[[ SELECTED EXTRACT, beginning ]]
From the center of the south facade the porch projects. It is a three-by-three-bay two-story wooden extension with a flat roof. Corner pilasters support a frieze with molded dentils. On the first story all windows are small six-over-six double-hung sash, replacing the original French windows. They are within semicircular arches supported by paneled pilasters. On the second floor the 12-over-12 double-hung sash form balconettes. Above it three more gabled dormers pierce the roof. The north porch is similar but smaller, recessed slightly into the corner. Both porches are flanked on the main block by windows with the same treatment as the corresponding windows on the west facade. On the northeast corner, the service wing has a flat roof, windows in a variety of configurations, and an entrance porch.

The east facade runs the full nine bays since it includes the rear of the north porch. Its windows are the same as the others on the house. In its center is a recessed three-bay two-story entrance porch, the house's original front entrance, creating three-bay flanking pavilions with two smooth columns on either side supported by sandstone Composite capitals. In the center bay the entrance has its original stained wooden single-panel door with narrow pilasters and leaded glass sidelights and transom.

Similar columns flank the west entrance, which is topped by a single-bay pedimented segmental-arched porch. The door itself has been replaced with a modern one; its overhead transom has been filled in as well. It opens into a large entrance hall with a staircase reported to have been brought from a genuine Colonial house in Boston. The walls that once separated the dining room on the north and drawing room on the south have been removed. Many original finishes remain, such as the plaster walls and ceilings; wood, plaster and marble fireplace mantels and black walnut woodwork in other places. The bathrooms upstairs retain their white tile floors.
[[ SELECTED EXTRACT, end ]]
YOUR TASKS:
a – Answer these from the house description:
(i) What replaced the original French windows on the first story of the south porch?
(ii) Which part of the east facade was the house's original front entrance?
(iii) Where is the staircase in the large entrance hall reported to have come from?
b – Continue the house description, picking up after its last sentence.
[[ SUPPLIED INFORMATION, beginning ]]
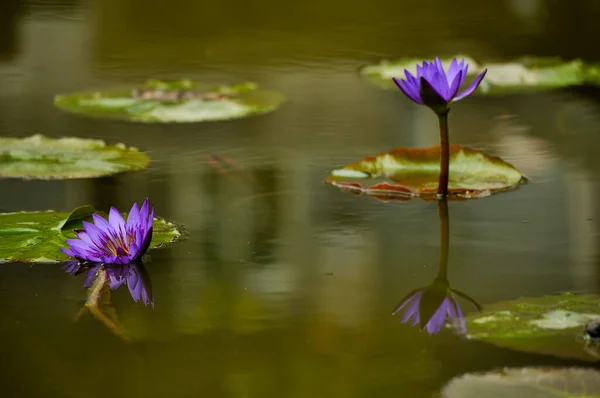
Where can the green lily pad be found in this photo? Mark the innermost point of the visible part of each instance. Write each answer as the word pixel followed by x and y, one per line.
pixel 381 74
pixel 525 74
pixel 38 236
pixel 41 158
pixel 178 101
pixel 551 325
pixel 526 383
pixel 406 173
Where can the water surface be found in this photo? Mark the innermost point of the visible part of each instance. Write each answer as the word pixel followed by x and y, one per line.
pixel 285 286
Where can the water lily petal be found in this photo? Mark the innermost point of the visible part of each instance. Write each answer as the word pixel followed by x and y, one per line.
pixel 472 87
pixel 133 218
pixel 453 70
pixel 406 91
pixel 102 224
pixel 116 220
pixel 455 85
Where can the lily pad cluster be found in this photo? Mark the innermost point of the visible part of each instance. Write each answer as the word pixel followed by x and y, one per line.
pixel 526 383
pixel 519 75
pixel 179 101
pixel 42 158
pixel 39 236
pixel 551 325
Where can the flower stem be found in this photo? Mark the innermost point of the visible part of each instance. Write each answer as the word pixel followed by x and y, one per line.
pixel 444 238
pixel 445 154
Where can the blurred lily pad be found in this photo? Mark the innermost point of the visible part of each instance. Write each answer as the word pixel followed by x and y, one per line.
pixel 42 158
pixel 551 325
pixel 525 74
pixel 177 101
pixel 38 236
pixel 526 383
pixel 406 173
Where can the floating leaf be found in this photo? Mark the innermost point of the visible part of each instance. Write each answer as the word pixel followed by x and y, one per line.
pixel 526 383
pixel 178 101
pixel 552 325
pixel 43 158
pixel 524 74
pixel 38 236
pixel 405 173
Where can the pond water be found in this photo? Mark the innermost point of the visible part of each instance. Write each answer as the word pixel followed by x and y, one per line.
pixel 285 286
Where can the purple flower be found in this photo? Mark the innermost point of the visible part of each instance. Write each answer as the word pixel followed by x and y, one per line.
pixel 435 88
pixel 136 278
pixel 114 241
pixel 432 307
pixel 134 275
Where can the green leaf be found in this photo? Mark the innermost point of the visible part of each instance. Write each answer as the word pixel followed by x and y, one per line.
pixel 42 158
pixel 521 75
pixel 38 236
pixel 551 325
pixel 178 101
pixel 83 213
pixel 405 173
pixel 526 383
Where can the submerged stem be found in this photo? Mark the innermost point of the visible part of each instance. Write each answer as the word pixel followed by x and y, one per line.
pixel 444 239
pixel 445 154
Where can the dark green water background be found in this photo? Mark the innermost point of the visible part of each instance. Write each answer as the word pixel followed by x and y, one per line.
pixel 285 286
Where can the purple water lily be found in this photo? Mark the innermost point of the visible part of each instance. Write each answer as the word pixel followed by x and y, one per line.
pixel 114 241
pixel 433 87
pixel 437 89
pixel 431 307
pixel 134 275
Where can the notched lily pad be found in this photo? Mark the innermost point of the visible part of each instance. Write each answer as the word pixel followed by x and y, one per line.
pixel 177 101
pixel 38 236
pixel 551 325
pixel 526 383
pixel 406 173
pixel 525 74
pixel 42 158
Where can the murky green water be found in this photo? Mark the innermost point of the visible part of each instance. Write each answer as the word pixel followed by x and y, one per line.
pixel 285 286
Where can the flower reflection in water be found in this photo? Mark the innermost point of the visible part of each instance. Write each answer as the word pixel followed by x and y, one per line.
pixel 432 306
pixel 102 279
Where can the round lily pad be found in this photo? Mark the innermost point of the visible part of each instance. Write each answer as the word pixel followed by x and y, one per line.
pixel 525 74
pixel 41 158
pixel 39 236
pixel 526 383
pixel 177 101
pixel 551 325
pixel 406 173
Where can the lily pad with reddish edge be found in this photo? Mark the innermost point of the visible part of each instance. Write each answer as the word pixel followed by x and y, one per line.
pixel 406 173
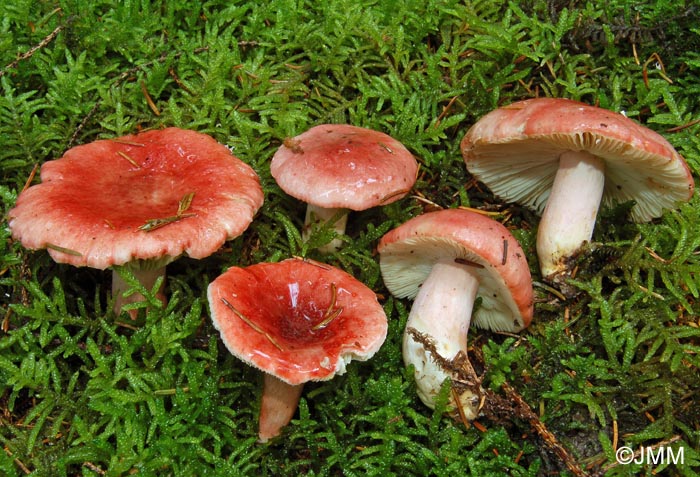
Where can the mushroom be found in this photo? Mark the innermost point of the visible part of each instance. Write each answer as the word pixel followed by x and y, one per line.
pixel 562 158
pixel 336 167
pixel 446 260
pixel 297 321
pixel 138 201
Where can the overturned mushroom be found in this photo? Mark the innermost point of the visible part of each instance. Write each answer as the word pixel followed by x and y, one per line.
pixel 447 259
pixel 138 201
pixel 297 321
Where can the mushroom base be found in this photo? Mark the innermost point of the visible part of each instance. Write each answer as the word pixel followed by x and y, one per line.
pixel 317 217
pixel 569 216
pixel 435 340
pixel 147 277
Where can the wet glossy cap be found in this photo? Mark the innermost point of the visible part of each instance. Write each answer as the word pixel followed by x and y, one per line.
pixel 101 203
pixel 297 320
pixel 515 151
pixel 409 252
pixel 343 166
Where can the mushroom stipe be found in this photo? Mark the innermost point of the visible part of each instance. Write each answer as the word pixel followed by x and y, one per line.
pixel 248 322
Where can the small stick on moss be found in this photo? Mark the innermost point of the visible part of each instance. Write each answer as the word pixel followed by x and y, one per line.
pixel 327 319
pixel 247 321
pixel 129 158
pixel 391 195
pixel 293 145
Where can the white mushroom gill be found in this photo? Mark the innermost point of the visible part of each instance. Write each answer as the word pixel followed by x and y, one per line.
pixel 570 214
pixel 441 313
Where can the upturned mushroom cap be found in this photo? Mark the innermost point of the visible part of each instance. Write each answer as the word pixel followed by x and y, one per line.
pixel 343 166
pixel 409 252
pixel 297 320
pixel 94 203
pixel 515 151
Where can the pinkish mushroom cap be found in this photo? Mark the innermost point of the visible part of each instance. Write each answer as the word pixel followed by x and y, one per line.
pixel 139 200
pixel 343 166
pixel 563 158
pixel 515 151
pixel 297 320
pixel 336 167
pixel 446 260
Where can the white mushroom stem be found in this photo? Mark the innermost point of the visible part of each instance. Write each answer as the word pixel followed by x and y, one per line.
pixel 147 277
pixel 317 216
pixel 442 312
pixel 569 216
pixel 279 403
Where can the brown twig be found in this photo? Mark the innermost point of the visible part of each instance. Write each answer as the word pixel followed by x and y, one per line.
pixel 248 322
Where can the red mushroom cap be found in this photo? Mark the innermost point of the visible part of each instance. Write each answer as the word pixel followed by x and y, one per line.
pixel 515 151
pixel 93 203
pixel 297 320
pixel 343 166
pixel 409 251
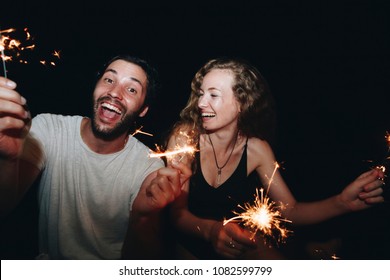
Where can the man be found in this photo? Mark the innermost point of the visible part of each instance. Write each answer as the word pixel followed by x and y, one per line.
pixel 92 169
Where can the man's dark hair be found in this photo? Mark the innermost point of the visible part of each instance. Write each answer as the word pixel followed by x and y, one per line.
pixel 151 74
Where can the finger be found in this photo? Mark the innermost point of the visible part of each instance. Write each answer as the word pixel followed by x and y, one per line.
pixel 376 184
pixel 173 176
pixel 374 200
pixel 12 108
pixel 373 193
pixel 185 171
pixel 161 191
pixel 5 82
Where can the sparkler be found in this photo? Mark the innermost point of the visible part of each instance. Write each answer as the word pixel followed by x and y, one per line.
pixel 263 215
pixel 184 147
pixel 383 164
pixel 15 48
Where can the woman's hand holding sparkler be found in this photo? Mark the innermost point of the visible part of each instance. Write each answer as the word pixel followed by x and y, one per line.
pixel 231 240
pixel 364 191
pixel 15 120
[[ SUPPLIED INFORMATION, end ]]
[[ SUPPLIED INFORMATION, beginning ]]
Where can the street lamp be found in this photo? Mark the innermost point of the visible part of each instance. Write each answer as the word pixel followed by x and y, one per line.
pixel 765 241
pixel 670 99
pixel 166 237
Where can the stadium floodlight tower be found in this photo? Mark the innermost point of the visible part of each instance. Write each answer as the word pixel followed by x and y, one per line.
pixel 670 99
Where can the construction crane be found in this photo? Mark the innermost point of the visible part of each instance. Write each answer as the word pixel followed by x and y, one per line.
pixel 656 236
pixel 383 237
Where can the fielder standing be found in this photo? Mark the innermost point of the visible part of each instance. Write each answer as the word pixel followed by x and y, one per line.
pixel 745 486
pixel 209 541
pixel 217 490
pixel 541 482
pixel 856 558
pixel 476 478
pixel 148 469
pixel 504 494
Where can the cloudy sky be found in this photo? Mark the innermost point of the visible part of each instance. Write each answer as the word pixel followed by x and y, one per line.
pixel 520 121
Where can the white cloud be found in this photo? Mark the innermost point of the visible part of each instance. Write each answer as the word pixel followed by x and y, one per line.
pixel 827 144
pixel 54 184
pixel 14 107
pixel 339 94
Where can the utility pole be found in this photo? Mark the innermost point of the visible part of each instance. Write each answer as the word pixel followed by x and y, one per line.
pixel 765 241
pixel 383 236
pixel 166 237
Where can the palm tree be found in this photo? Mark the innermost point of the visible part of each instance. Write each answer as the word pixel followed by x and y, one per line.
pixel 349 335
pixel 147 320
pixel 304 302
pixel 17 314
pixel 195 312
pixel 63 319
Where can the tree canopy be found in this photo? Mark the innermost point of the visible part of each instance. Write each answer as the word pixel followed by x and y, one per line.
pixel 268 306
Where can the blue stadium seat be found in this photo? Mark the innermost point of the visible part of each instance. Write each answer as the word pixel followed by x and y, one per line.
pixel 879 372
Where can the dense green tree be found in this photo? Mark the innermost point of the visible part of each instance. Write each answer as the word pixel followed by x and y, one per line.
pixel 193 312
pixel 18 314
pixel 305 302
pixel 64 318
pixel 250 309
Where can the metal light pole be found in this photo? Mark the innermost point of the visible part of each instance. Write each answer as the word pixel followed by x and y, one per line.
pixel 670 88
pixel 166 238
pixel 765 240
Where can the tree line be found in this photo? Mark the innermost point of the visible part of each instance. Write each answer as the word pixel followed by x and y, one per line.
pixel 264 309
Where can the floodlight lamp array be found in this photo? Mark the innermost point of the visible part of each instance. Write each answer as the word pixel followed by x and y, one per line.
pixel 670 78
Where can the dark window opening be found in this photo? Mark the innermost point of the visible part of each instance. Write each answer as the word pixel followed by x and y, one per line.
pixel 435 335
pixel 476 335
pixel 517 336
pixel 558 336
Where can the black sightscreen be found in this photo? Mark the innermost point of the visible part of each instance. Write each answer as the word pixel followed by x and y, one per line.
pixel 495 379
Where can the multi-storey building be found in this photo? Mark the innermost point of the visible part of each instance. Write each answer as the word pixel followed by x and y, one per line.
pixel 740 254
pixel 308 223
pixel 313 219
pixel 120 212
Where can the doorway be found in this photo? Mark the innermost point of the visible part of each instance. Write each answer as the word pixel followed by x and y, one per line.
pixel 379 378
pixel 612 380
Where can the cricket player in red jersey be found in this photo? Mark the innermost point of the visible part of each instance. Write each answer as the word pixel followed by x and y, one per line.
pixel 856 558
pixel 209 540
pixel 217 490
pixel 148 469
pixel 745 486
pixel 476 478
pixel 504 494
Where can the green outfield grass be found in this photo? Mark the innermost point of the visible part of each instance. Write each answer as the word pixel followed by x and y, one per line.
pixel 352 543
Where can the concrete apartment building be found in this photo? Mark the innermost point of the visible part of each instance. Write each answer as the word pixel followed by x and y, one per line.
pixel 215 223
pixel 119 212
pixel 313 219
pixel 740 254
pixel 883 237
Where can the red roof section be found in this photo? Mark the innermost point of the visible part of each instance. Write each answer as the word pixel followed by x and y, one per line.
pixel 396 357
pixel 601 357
[[ SUPPLIED INFORMATION, end ]]
TASK-BY-TASK OUTPUTS:
a –
(i) Small six-over-six double-hung sash.
(ii) The recessed three-bay two-story entrance porch in the center of the east facade.
(iii) A genuine Colonial house in Boston.

b –
The carriage house is a one-and-a-half-story wood-frame building at the northeast corner of the property. It has a clipped gable roof, bracketed eaves and a small cupola. Its windows are double-hung sash in a variety of configurations.

==History==

In 1898, then 29-year-old Chicago Tribune business editor Edward Harden was riding along on the USS Hugh McCulloch, a revenue cutter, when it was summoned to join the Asiatic Squadron under the command of Commodore George Dewey, as the Spanish–American War broke out. He was one of three reporters who witnessed Dewey's victory in the Battle of Manila Bay, the first by the U.S. Navy over a foreign fleet since the War of 1812. From Hong Kong he was able to scoop the other two by paying the telegraph operator with a bag of gold to expedite the dispatch to his paper. It reached the United States ahead of Dewey's official report, which had been sent first, and even President William McKinley found out when the Tribune's editor awoke him with the news.

Seven years later, after service as a special commissioner in the Philippines and editor of the Chicago Journal, he left journalism for finance and business. He was successful enough as a stock trader to earn a seat on the New York Stock Exchange, and married Ruth Vanderlip, sister of Frank Vanderlip, Assistant Treasury Secretary during the Spanish–American War and later president of National City Bank. The couple and their children were drawn to the Tarrytowns, where many other prominent wealthy families of the time lived.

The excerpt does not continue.